* _DIRECTIONS_
Among the entries below, find the lines with the word "chimney" and copy them.

* _SOURCE MATERIAL_
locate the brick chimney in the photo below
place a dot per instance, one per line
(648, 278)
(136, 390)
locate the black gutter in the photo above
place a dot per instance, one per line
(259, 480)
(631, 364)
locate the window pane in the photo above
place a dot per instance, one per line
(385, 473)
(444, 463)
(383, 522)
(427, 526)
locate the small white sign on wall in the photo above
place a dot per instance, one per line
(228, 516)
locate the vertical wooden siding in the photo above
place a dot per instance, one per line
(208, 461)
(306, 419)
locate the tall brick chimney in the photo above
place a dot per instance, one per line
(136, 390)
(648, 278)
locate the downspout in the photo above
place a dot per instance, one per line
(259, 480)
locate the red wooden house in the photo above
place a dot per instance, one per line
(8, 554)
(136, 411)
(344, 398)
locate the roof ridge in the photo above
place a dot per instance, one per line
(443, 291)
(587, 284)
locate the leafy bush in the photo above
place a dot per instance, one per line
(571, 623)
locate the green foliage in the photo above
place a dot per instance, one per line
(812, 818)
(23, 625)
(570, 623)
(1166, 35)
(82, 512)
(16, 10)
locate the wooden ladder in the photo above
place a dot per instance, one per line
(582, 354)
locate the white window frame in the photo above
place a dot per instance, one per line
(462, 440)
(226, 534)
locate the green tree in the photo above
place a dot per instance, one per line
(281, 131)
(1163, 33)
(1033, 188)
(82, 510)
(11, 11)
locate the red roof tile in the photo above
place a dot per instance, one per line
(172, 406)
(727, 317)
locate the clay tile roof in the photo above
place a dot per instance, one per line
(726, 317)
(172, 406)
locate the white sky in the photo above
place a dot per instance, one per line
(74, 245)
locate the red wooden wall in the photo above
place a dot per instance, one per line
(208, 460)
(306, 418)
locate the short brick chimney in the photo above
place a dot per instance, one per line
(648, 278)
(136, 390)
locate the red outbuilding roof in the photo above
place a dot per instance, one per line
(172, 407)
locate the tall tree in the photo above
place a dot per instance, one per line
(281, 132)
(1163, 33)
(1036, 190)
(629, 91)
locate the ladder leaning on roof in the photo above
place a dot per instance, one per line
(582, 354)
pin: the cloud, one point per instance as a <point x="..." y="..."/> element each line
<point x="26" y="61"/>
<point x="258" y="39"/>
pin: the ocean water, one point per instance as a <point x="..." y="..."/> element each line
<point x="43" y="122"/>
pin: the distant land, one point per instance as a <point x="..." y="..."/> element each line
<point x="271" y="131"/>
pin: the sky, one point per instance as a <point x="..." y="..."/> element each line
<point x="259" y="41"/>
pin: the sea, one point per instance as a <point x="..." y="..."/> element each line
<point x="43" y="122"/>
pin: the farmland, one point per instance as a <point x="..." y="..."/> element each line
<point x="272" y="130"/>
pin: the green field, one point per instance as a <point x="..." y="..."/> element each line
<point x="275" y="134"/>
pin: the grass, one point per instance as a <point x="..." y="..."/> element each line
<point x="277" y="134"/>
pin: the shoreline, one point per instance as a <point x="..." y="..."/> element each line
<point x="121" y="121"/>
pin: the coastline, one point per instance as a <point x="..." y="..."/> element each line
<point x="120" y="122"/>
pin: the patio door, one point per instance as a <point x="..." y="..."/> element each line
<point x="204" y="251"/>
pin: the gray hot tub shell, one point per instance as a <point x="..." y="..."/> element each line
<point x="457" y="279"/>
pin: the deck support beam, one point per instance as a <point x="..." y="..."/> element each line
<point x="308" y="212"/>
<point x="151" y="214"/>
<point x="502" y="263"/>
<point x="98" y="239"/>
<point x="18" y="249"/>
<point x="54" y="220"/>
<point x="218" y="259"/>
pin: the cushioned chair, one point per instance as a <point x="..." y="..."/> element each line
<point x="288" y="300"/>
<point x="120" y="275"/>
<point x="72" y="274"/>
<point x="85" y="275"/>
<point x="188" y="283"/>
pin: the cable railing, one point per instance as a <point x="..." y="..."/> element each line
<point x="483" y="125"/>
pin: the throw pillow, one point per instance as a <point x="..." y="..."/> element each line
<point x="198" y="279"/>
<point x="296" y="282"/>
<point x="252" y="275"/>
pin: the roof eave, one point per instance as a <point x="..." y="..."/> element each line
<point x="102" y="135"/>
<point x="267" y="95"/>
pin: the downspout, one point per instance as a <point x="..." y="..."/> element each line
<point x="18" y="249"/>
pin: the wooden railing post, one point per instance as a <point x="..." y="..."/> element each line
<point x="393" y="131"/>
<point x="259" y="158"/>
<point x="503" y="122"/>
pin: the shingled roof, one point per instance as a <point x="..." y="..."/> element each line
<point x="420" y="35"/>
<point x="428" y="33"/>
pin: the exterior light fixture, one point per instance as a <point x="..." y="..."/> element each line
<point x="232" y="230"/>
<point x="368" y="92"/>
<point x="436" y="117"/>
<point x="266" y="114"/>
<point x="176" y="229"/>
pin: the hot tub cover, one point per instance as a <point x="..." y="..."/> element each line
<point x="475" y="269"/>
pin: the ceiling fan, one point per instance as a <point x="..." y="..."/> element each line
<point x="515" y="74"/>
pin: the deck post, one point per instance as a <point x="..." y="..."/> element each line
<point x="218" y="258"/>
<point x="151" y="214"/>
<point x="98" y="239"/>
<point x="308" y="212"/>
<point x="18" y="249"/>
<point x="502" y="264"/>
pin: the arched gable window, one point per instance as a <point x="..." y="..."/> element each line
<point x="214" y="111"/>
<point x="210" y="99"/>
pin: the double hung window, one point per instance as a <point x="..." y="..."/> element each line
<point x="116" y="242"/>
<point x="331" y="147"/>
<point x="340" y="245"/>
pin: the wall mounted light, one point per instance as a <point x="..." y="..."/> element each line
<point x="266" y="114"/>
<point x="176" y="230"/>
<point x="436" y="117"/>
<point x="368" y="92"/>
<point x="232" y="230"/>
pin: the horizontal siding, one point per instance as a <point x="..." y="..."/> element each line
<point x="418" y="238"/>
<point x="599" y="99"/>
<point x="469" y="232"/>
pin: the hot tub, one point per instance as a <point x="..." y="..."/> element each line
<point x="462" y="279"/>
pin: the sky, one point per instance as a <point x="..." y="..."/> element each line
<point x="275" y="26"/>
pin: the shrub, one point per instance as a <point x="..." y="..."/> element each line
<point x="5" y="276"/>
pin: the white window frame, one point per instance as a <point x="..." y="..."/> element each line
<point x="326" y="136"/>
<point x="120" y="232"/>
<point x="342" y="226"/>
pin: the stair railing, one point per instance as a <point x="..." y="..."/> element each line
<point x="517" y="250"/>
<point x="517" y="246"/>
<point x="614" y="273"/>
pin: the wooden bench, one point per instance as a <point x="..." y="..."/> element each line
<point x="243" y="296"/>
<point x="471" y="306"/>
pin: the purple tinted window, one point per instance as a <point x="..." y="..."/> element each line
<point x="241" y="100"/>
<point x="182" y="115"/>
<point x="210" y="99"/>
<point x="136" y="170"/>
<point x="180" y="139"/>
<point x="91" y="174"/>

* _RESULT_
locate the brick chimney in the photo below
locate the tall brick chimney in the photo above
locate the short brick chimney in the photo above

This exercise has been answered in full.